* **Problem description**
Beginning at the line that contains "Q: For every instance of the shrub" and ending at the last line of the entries, write out each line exactly; include nothing outside that span.

* **Supplied material**
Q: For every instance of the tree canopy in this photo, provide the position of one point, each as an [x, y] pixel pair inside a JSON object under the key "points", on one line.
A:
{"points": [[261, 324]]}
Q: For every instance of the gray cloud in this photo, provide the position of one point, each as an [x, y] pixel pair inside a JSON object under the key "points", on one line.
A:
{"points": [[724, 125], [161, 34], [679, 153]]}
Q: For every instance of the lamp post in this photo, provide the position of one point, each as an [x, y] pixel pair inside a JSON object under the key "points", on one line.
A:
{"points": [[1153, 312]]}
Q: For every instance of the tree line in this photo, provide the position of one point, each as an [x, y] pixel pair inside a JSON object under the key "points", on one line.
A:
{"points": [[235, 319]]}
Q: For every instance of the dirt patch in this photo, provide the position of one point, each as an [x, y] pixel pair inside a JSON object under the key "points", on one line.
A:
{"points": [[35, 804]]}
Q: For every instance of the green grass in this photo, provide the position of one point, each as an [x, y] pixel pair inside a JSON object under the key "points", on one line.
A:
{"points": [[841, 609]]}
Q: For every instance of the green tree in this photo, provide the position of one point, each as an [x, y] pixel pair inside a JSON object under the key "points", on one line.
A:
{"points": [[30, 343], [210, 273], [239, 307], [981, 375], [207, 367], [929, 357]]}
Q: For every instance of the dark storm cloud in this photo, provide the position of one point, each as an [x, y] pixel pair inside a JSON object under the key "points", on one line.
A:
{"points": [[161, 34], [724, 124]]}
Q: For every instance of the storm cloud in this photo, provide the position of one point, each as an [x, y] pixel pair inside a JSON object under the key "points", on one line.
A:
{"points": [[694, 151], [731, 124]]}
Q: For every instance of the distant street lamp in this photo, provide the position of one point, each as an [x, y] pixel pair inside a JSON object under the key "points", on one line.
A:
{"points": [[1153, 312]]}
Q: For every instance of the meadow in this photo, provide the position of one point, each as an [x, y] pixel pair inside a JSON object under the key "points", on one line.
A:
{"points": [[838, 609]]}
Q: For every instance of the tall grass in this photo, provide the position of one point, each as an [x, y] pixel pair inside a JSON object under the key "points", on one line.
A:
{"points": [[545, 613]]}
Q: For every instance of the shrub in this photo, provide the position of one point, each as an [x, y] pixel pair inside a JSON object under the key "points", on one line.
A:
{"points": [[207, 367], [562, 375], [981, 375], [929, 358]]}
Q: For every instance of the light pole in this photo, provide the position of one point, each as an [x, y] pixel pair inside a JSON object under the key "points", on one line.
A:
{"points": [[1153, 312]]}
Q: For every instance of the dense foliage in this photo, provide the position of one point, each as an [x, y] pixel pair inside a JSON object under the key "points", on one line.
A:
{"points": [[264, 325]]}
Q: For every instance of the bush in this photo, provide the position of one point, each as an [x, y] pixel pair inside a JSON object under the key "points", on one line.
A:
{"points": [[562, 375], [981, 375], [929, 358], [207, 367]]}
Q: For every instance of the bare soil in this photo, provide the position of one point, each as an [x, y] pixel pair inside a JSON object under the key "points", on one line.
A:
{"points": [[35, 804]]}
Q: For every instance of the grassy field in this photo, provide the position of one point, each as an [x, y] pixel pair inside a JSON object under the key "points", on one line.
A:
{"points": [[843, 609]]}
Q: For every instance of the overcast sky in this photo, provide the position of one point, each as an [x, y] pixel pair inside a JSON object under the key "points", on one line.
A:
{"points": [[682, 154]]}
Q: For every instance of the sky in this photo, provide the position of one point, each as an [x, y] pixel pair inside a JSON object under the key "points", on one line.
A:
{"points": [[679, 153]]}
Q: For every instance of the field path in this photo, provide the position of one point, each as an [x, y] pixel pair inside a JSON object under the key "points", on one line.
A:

* **Solution**
Q: For every instance of the shrub in this photo, provide the position of one point, each as an [x, y] pixel pair inside a JSON object under the key "points", on one line.
A:
{"points": [[207, 367], [562, 375], [981, 375], [929, 358]]}
Q: For every instance of the light pole in this photo, provide the position of one point, each as an [x, y] pixel pair inside a JSON object under the key "points", on one line.
A:
{"points": [[1153, 312]]}
Q: For every instance of the dense foliage in this photo, provide the position of one point, each as an [x, y] pixel pair inside a JSON object under the key "points", on one line.
A:
{"points": [[264, 325]]}
Q: For every instance of the bush in this photo, provide the position of one point, each as an [x, y] pixel pair inside a JSON object under the key "points", on one line.
A:
{"points": [[562, 375], [981, 375], [929, 358], [207, 367]]}
Q: For every instance of the bare soil in this photo, provide the position of one point, each as an [x, y] pixel pair inside a JSON object under the key "points", on one line.
A:
{"points": [[35, 804]]}
Q: For every instance of the grassy field in this photo, provide the position of one point, each as an [x, y] pixel pair inside a JSON object under the key "points", on one line.
A:
{"points": [[843, 609]]}
Q: For every instance of the overcast sky in this photo, provide the position of one point, each as an [x, y] pixel pair inside a JSON object under the key "points", on one line.
A:
{"points": [[682, 154]]}
Q: For every instance of the sky in this photo, provide the position of one point, each as an [x, y] pixel pair inside a JSON object under the key "points", on one line.
A:
{"points": [[679, 153]]}
Q: For every instance of the field path in this photo, provide the position of one point, each as an [x, y] pixel pair inside a JSON object under the key "points", on one line.
A:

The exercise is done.